#### Directions:
Copy the data below word for word, starting with the line that contains "Report one point per instance of the street" and going on through the line that contains "[(129, 218), (337, 200), (217, 238), (185, 200), (49, 230)]", both included.

━━━━━━━━━━━━━━━━

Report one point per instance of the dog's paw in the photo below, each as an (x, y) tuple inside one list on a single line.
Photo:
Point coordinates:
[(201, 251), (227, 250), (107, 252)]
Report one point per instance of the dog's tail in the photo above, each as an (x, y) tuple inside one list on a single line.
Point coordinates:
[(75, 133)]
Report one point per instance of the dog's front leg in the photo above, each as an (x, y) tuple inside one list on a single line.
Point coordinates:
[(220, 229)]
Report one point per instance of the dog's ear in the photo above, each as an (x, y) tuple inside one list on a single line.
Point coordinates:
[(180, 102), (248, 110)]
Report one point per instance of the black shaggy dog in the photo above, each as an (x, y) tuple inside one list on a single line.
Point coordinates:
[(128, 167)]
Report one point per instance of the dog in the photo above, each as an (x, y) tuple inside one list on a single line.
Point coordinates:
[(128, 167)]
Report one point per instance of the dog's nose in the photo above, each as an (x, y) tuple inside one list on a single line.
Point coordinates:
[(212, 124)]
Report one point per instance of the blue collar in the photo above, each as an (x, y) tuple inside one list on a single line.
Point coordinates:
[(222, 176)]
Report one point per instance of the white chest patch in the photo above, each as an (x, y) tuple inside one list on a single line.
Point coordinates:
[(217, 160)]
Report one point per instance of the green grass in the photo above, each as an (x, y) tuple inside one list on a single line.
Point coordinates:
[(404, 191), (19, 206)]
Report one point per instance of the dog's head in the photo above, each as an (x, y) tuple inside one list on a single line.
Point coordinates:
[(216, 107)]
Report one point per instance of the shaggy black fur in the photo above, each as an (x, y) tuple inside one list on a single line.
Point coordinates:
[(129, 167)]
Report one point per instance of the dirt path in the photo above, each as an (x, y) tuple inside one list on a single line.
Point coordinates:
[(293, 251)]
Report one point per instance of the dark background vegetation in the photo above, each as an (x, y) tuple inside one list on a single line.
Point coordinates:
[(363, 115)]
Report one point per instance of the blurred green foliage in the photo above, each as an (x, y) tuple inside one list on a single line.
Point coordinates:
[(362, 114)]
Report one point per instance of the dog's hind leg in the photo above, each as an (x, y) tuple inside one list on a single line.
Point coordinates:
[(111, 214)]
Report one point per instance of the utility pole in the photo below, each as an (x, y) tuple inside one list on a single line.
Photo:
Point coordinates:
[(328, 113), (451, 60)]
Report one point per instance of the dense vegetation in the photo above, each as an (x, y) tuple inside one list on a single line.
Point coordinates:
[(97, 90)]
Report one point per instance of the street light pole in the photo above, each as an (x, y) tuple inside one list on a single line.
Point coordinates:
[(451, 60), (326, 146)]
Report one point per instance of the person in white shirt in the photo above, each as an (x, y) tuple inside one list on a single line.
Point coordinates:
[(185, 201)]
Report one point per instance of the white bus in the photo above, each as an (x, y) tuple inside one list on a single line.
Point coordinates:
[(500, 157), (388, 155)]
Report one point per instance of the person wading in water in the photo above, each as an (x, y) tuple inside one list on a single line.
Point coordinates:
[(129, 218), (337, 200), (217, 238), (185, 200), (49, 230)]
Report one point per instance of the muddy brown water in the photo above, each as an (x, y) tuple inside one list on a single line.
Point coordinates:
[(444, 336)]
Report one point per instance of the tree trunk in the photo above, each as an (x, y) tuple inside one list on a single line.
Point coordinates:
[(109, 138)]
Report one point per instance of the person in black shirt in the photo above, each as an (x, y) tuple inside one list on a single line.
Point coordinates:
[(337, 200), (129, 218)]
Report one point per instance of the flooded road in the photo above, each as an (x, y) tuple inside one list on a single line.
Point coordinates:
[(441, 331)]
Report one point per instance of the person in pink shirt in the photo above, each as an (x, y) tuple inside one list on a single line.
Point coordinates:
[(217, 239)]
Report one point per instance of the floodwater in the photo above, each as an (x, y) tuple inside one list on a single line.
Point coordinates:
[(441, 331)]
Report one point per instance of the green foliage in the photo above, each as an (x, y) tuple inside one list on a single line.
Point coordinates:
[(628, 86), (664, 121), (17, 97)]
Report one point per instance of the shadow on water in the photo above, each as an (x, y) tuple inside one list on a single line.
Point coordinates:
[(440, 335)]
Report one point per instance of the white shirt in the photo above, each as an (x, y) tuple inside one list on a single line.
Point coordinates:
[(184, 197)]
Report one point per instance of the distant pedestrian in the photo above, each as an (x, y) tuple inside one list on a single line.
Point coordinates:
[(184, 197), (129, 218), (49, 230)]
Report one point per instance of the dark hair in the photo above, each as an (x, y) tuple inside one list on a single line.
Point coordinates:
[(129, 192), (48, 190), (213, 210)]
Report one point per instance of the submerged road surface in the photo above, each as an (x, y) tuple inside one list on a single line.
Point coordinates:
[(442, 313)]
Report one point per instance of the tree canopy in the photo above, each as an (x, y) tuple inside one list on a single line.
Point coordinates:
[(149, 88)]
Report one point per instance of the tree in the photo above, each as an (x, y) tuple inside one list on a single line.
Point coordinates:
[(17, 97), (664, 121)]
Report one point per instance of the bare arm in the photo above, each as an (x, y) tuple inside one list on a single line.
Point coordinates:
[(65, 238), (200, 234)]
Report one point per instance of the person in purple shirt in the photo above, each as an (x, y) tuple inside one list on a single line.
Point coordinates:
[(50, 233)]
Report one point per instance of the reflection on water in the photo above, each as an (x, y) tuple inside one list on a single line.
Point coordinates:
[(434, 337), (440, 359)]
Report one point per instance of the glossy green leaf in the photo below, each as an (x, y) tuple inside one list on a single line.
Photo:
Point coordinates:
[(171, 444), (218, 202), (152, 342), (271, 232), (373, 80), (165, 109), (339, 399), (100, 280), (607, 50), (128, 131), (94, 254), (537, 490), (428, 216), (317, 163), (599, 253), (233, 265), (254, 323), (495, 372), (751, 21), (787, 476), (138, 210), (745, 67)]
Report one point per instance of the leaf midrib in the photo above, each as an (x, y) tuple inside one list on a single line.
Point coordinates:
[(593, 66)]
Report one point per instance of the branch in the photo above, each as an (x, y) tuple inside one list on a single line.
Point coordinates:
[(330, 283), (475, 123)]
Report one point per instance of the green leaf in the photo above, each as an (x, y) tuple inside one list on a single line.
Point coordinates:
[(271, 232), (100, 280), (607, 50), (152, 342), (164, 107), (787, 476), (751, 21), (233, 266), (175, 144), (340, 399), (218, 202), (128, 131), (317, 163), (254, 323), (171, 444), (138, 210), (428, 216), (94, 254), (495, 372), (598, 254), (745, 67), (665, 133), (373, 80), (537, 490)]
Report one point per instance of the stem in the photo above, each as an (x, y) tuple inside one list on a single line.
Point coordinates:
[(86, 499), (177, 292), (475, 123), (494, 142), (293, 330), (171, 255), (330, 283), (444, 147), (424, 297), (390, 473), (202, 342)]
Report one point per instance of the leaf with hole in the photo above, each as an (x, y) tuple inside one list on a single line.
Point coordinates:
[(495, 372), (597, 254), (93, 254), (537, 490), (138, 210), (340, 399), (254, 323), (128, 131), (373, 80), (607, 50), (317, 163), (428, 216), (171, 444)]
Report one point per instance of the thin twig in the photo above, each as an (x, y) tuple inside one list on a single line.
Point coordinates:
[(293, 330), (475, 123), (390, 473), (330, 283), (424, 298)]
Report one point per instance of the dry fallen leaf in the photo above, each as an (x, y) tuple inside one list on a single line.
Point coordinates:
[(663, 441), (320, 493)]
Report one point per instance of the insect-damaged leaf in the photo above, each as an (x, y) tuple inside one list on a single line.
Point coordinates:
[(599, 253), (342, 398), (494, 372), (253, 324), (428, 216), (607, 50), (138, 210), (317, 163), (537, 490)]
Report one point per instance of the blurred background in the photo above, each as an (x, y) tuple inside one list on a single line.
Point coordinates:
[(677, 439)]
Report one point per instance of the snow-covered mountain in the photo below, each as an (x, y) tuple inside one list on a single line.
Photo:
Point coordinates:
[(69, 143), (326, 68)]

━━━━━━━━━━━━━━━━

#### Result:
Report one point per instance of the street light pole in the photo above, each as an (x, y) tuple inside one list on a single line.
Point coordinates:
[(451, 60), (326, 146)]
Report one point per instance of the person in white shirt in the photo above, each as an (x, y) tuple inside one list on a single line.
Point coordinates:
[(185, 201)]
Report one point per instance of the white bus in the photo above, each as an (x, y) tuple inside one list on a single line.
Point coordinates:
[(500, 157), (388, 155)]
Report one point per instance of the person wading in water in the photo above, each as an (x, y) tuple inside one list on a single line.
Point coordinates:
[(129, 218), (337, 200), (217, 238), (185, 200), (49, 230)]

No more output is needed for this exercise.